▶ _Given task_
Please change "red hair" to "blond hair" in the items starting at the line containing "The segmenter gives" and ending at the line containing "92 40 L 92 38". Give back only those lines, with nothing else altered.

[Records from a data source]
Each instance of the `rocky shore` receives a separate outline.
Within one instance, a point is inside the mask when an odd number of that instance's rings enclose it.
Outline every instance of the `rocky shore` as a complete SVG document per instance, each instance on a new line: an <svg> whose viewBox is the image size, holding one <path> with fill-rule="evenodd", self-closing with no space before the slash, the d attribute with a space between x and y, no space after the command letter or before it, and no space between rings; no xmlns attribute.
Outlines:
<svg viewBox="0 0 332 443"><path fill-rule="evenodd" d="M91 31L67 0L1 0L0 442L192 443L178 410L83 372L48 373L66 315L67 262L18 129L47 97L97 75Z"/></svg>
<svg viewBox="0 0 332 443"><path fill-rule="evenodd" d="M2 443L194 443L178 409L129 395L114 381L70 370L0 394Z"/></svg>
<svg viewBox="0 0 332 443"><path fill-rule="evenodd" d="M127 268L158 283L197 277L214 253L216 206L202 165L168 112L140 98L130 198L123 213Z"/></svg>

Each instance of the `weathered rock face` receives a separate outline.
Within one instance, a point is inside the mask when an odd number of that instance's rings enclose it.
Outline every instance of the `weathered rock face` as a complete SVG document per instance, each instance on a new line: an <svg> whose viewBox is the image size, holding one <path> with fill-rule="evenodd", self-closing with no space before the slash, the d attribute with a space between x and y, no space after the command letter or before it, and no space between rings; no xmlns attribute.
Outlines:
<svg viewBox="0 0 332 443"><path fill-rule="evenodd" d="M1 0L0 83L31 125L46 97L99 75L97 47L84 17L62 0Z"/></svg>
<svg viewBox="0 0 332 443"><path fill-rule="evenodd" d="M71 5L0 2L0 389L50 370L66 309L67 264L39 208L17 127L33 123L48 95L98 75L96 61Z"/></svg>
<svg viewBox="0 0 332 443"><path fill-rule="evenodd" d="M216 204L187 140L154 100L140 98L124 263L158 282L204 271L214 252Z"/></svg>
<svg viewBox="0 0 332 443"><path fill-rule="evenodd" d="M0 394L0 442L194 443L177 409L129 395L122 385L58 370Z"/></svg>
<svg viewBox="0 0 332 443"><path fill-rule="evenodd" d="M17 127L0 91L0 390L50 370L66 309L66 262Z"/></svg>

--

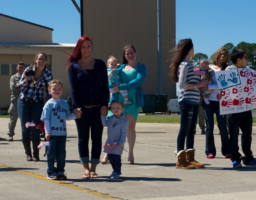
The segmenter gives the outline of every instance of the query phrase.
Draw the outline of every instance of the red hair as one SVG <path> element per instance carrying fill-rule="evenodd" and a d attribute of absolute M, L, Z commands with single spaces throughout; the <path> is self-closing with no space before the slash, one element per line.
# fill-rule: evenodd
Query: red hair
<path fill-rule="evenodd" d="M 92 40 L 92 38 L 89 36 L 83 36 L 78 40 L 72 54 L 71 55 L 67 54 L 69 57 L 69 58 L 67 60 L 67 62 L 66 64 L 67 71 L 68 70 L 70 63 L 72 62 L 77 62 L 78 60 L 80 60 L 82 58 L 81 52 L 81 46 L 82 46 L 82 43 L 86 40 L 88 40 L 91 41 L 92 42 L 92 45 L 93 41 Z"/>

▶ _Output below_
The segmenter gives the outline of every instance of the query phrase.
Draw the outline of every instance of the blond hair as one SVG <path> element per instance carrying fill-rule="evenodd" and a d attribute of absolute M, L, Z commands with single spaces throughout; the <path> is self-closing with no space before the slash, one element per line.
# fill-rule: evenodd
Query: blond hair
<path fill-rule="evenodd" d="M 92 40 L 92 38 L 89 36 L 83 36 L 78 40 L 72 54 L 71 55 L 67 54 L 69 57 L 69 58 L 67 60 L 67 62 L 66 64 L 67 71 L 68 70 L 70 63 L 72 62 L 77 62 L 78 60 L 80 60 L 82 58 L 81 52 L 81 46 L 82 46 L 82 43 L 86 40 L 88 40 L 91 41 L 92 42 L 92 45 L 93 41 Z"/>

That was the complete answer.